In a 5G NR system, paging is a network-initiated procedure that allows the 5G Core (AMF) and the Radio Access Network (gNB) to locate and re-establish communication with a UE that is in a low-power or inactive state (RRC Idle or RRC Inactive). It enables the UE to receive downlink data or signaling without maintaining a continuous connection, thereby saving power and radio resources. Paging is fundamental for mobility management and efficient network resource utilization in 5G.

  1. AMF → CU-CP: NGAP Paging.

  2. CU-CP → DU(s): F1-C Paging (CU selects target DUs/cells per TA list/last seen/idle context).

  3. DU → UE (air): PDCCH (P-RNTI) + PCCH/PCH paging message over SSB/BWP as configured.

Ownership

  • CU: receives paging from core, decides where to page, fans out over F1-C.

▬▬▬▬▬▬▬▬▬▬

Exercise tasks:
**A.** According to the 5G NR paging text, which two RRC states can a UE be in when the network pages it?
**B.** In the 5G NR paging text, list every hop of the paging flow, giving the sender and receiver of each.
**C.** Extend the 5G NR paging text from its last line.
The dataset entries play no part in this work.

Dataset entries:
▬▬▬▬▬▬▬▬▬▬

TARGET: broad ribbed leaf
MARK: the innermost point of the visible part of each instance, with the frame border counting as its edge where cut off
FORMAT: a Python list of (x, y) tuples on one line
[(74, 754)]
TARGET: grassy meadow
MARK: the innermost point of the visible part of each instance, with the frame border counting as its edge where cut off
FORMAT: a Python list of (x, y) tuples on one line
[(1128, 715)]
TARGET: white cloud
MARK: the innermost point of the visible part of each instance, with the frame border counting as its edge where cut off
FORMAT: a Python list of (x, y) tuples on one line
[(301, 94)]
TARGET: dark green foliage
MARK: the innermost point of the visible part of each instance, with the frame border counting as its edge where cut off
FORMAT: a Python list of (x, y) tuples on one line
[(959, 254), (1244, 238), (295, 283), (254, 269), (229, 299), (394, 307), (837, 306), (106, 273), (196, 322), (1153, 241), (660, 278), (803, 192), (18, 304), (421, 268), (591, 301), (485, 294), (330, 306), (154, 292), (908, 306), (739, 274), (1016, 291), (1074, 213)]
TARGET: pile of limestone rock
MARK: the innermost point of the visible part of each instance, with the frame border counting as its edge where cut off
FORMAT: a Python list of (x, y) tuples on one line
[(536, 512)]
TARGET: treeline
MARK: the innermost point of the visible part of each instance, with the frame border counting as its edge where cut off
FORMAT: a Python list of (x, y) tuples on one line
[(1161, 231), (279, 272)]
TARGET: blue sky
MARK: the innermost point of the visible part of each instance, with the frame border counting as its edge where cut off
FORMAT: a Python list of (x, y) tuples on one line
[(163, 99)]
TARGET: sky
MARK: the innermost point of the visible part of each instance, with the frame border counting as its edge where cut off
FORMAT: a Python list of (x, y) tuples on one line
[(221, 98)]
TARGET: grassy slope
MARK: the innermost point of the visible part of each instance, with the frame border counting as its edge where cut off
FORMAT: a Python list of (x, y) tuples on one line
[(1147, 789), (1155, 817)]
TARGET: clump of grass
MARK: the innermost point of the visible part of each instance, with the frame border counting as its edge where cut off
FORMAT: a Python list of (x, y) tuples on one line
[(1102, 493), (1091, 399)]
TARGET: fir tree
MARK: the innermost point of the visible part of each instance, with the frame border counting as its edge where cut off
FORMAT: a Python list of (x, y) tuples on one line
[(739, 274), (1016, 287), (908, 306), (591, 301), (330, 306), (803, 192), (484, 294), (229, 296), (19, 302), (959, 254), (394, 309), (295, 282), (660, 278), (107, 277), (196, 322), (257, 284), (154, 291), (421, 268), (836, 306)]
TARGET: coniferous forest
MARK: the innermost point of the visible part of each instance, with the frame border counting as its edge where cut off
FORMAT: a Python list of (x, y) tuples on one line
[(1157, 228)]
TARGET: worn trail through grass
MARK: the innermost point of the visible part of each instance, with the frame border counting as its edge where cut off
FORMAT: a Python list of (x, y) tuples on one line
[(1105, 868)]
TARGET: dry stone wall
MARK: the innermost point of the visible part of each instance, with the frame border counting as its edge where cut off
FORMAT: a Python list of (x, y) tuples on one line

▬▬▬▬▬▬▬▬▬▬

Answers for this exercise:
**A.** RRC Idle or RRC Inactive.

**B.**
AMF → CU-CP
CU-CP → DU(s)
DU → UE (air)

**C.**
  • DU: executes the radio paging transmission with exact timing/beam/SFN.

 

Scenarios When Paging is Performed

  1. Downlink Data Arrival (Idle/Inactive UE):

    When the UPF receives user data for a UE that is not currently in RRC Connected state, it notifies the SMF/AMF, which triggers paging to wake the UE.

  2. Incoming Voice or IMS Call (VoNR):

    For an incoming call (e.g., SIP INVITE received in IMS), the AMF pages the UE to re-establish radio and NAS connectivity before call setup.

  3. Network-Initiated NAS Signaling:

    The AMF may page the UE for NAS messages such as configuration updates, security re-keying, or de-registration procedures.

  4. RRC Inactive Resume:

    If the UE was in RRC Inactive, paging is used to trigger RRC Resume instead of full re-registration, reducing latency and overhead.

  5. Emergency Services or Public Warning Broadcasts:

    Paging can be triggered for ETWS/CMAS messages or high-priority emergency notifications to ensure UE wake-up for urgent alerts.

  6. AMF-Initiated Context Relocation:

    During mobility or inter-AMF transitions, paging helps re-locate a UE to a new AMF or RAN node if context synchronization is lost.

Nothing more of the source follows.